(练习题目): 请把这篇 Golang runtime 调试记录中从“记一次 Golang runtime”起、到“debug，追踪一下 runtime 的运行过程，以此来验证一下自己的理解。可是在刚开始调试的时候，就遇到了麻烦。”为止（含这几个字）的内容一字不差地重新录入。

(原文节选):
+++
A Record of Debugging Golang Runtime

记一次 Golang runtime 的调试

调试环境

go 版本和平台
go version go1.5.4 linux/amd64
delve 版本
Delve Debugger
Version: 1.0.0
Build: $Id: c98a142125d0b17bb11ec0513bde346229b5f533 $

问题描述

一个编译好的 golang 程序的真正的入口并不是我们的 main 包中的 main 函数，在我们的 main 函数启动前，golang 的 runtime 会做一系列的工作来为我们准备好运行时环境，这包括运行时 golang 程序层面的内存管理和垃圾回收，最重要的是还帮我们建立了一套 goroutine(协程)的调度机制。为了了解这个 golang 的底层 runtime 是怎么工作的，在看完一些关于 runtime 的资料后，我打算用调试工具来 debug，追踪一下 runtime 的运行过程，以此来验证一下自己的理解。可是在刚开始调试的时候，就遇到了麻烦。

golang 的入口代码如下：
runtime/asm_amd64.s

TEXT runtime·rt0_go(SB),NOSPLIT,$0
	// copy arguments forward on an even stack
	MOVQ	DI, AX		// argc
	MOVQ	SI, BX		// argv
	SUBQ	$(4*8+7), SP		// 2args 2auto
	ANDQ	$~15, SP
	MOVQ	AX, 16(SP)
+++
(部分记录)

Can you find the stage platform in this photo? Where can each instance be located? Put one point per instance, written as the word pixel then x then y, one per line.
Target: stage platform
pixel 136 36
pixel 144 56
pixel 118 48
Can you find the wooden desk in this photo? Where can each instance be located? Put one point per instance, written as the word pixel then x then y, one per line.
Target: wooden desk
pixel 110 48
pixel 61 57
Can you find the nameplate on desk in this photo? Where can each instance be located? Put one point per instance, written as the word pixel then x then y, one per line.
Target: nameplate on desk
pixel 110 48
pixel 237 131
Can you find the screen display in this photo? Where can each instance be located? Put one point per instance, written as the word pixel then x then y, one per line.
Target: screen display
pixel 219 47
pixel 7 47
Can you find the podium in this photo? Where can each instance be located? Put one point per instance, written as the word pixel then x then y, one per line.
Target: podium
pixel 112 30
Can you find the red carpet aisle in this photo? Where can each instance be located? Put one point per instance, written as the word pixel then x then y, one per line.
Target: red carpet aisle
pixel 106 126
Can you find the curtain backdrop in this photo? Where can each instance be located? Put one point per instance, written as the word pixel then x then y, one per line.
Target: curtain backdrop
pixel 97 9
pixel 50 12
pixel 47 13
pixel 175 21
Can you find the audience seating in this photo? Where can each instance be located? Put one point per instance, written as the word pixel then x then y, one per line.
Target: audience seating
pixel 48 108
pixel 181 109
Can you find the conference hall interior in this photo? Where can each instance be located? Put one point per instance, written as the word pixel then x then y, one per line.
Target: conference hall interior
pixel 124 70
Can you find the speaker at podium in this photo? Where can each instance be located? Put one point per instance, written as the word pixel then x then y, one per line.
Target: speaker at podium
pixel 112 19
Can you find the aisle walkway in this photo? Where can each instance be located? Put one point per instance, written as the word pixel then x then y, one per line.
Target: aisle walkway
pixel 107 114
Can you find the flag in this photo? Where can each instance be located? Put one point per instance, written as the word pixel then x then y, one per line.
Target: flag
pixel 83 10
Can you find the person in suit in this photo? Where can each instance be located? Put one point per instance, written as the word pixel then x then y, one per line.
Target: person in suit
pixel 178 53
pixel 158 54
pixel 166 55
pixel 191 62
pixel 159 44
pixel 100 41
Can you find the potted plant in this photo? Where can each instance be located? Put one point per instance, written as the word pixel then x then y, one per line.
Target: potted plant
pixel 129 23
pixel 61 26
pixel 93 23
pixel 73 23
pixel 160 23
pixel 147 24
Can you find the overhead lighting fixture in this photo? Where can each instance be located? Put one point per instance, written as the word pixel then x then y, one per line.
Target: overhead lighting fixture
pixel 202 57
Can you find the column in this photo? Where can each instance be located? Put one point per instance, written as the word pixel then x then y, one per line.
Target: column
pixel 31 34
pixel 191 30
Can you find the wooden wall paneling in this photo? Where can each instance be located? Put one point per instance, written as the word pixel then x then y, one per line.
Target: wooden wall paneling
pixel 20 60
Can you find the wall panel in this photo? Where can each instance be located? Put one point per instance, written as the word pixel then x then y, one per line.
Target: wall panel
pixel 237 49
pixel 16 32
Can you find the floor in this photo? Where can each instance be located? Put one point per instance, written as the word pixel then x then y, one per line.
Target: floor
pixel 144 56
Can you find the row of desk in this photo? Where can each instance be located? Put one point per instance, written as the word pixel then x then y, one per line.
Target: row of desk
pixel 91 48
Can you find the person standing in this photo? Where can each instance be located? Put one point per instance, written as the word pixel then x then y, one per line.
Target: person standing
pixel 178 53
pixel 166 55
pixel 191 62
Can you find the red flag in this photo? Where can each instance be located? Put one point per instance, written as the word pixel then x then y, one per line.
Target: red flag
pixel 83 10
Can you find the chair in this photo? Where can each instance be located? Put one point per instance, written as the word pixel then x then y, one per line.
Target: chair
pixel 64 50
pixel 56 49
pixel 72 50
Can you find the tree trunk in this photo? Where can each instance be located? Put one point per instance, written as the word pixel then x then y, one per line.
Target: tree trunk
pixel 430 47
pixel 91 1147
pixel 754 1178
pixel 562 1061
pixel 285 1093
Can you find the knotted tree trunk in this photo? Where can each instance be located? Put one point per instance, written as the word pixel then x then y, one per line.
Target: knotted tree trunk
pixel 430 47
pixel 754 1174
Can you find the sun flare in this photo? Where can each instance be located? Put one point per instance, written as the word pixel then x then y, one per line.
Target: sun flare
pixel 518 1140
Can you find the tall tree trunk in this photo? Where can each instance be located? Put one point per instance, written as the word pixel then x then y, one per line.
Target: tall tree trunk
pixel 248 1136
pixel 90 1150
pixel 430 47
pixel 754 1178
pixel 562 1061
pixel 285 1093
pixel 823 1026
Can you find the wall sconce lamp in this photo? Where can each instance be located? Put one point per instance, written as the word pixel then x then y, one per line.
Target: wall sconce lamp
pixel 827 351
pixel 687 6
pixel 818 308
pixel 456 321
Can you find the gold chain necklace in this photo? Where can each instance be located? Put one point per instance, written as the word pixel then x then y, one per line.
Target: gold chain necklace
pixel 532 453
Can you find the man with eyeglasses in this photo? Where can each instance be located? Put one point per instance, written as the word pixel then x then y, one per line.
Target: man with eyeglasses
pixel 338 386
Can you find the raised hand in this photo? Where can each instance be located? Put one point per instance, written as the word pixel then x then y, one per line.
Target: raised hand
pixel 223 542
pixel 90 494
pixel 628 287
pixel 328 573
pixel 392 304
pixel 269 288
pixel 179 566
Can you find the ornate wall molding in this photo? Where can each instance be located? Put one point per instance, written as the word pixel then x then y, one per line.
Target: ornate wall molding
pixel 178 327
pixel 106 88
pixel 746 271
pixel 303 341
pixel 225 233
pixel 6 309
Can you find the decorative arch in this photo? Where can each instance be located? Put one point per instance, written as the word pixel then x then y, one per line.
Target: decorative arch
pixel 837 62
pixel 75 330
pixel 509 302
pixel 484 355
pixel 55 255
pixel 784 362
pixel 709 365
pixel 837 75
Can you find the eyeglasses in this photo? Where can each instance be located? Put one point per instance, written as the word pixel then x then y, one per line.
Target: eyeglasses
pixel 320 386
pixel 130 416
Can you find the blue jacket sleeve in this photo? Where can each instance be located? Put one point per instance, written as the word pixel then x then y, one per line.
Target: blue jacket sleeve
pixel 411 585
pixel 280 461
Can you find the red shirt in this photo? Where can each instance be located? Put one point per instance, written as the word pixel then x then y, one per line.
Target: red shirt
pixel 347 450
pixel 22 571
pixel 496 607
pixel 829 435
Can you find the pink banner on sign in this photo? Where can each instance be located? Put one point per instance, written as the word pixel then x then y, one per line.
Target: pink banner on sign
+++
(本题答案):
记一次 Golang runtime 的调试

调试环境

go 版本和平台
go version go1.5.4 linux/amd64
delve 版本
Delve Debugger
Version: 1.0.0
Build: $Id: c98a142125d0b17bb11ec0513bde346229b5f533 $

问题描述

一个编译好的 golang 程序的真正的入口并不是我们的 main 包中的 main 函数，在我们的 main 函数启动前，golang 的 runtime 会做一系列的工作来为我们准备好运行时环境，这包括运行时 golang 程序层面的内存管理和垃圾回收，最重要的是还帮我们建立了一套 goroutine(协程)的调度机制。为了了解这个 golang 的底层 runtime 是怎么工作的，在看完一些关于 runtime 的资料后，我打算用调试工具来 debug，追踪一下 runtime 的运行过程，以此来验证一下自己的理解。可是在刚开始调试的时候，就遇到了麻烦。